§ Set task:
Retype each of the records below line for line, with every character unchanged.

§ Dataset records:
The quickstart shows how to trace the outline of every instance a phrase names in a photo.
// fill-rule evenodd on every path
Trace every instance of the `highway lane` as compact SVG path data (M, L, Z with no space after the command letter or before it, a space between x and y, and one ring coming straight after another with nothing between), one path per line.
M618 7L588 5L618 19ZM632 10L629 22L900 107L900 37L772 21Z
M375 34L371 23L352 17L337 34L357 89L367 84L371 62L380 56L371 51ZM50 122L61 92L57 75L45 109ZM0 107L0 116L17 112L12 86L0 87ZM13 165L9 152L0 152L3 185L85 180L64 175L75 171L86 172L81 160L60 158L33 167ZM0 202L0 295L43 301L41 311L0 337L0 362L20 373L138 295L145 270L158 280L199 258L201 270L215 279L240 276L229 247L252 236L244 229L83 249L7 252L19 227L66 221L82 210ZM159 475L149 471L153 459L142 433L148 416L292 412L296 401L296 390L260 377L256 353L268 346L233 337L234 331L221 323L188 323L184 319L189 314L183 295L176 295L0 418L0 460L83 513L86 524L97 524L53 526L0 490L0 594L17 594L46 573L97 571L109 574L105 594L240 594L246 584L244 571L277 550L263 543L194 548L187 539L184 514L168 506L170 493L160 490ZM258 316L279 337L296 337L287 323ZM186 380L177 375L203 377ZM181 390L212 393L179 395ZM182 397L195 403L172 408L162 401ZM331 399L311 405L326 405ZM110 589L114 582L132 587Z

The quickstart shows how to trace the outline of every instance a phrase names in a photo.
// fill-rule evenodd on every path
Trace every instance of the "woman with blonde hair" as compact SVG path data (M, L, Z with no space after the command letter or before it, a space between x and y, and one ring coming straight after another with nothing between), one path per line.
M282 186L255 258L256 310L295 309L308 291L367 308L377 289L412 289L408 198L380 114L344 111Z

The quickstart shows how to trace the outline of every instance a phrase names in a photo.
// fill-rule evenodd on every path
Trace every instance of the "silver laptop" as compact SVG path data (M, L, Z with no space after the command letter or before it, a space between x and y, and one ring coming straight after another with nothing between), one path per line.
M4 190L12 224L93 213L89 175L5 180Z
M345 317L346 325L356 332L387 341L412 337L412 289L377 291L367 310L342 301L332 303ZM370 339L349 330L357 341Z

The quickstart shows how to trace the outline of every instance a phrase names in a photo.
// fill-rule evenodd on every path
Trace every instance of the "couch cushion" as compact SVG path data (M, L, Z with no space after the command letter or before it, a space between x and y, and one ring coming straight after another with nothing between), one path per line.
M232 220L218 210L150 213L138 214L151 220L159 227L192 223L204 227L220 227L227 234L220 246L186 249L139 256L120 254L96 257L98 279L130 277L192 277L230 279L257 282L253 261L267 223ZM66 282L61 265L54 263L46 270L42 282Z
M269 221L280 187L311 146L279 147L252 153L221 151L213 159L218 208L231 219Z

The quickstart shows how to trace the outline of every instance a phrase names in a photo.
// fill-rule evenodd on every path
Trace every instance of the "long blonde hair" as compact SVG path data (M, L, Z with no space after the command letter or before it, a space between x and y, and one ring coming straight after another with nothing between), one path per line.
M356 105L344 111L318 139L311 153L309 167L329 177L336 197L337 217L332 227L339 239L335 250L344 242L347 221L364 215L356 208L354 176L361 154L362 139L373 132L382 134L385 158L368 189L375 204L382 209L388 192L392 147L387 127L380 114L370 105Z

§ Exercise response:
The quickstart shows how to trace the outline of every instance a phrase names in a photo.
// fill-rule evenodd on every path
Trace every instance of the `highway lane` as compact SVG path data (M, L, Z with no space after the command letter or before it, a space between x and y, and one ring coming straight after another with nothing between), one path per line.
M618 7L588 5L618 19ZM632 10L629 22L900 107L900 37L772 21Z
M375 34L371 23L352 17L337 34L357 89L367 84L371 62L380 56L371 51ZM50 122L61 92L57 75L45 109ZM0 107L0 116L17 112L12 86L0 87ZM13 165L9 152L0 152L3 185L85 180L64 175L75 171L86 172L81 160L60 158L33 167ZM0 202L0 295L43 301L41 311L0 337L0 362L20 373L138 295L145 270L158 280L199 258L201 270L215 279L240 276L229 247L252 236L244 229L83 249L7 252L19 227L66 221L82 210ZM159 475L149 471L153 459L142 433L148 416L292 412L296 401L296 390L260 377L256 353L268 346L233 337L234 331L221 323L188 323L184 319L189 314L183 295L176 295L0 418L0 460L83 513L86 524L97 524L53 526L0 490L0 594L17 594L46 573L97 571L109 574L105 594L240 594L246 584L244 571L277 550L263 543L194 548L187 539L184 514L168 506L170 493L160 490ZM258 316L279 337L296 337L287 323ZM186 380L177 375L203 377ZM181 390L212 393L179 395ZM182 397L195 403L172 408L162 401ZM331 399L311 405L326 405ZM110 589L114 582L132 587Z

The quickstart shows how to trace the outline of every instance a phrase names in a photo.
// fill-rule evenodd on every path
Trace every instance of the "woman with blonde hair" as compact SVG path data (M, L, Z with no space after the command letter or before it, a space between x and y, and one ring coming straight after another with nothing between), one path per line.
M282 186L255 258L256 310L295 309L308 291L367 308L377 289L412 289L408 198L380 114L344 111Z

The quickstart shows how to trace the outline of every instance a phrase names in a photo.
// fill-rule evenodd on every path
Trace every instance of the "silver laptop" as compact SVG path data (M, L, Z with no space after the command letter or before it, a space between x and y, and one ring coming straight after another with nothing between), one path per line.
M4 190L12 224L93 213L89 175L5 180Z
M345 317L346 325L356 332L387 341L412 337L412 289L377 291L367 310L342 301L332 303ZM370 339L349 330L357 341Z

The quickstart shows how to trace the outline of every instance a phrase names in a photo.
// fill-rule evenodd on every path
Trace every instance of the "couch cushion" as compact SVG path data (M, L, Z with no space after the command letter or before it, a space between x and y, and one ring coming straight after another with nothing between), one path per line.
M232 220L218 210L150 213L138 214L151 220L159 227L192 223L204 227L220 227L227 234L220 246L186 249L139 256L120 254L96 257L98 279L130 277L192 277L230 279L257 282L253 261L267 223ZM66 282L61 265L54 263L46 270L42 282Z
M269 221L280 187L311 146L279 147L252 153L221 151L213 159L218 208L231 219Z

The quickstart shows how to trace the outline of every instance a phrase names in a photo.
// fill-rule evenodd on every path
Trace every instance of the "long blonde hair" as compact SVG path data (M, L, Z with no space after the command letter or before it, a space between x and y, and one ring coming straight after another with nothing between), one path per line.
M356 105L344 111L318 139L311 153L309 167L329 177L336 197L337 217L332 227L339 239L335 250L344 242L347 221L364 215L356 208L354 176L361 154L362 139L373 132L382 134L385 158L368 189L375 204L382 209L388 192L392 147L387 127L380 114L370 105Z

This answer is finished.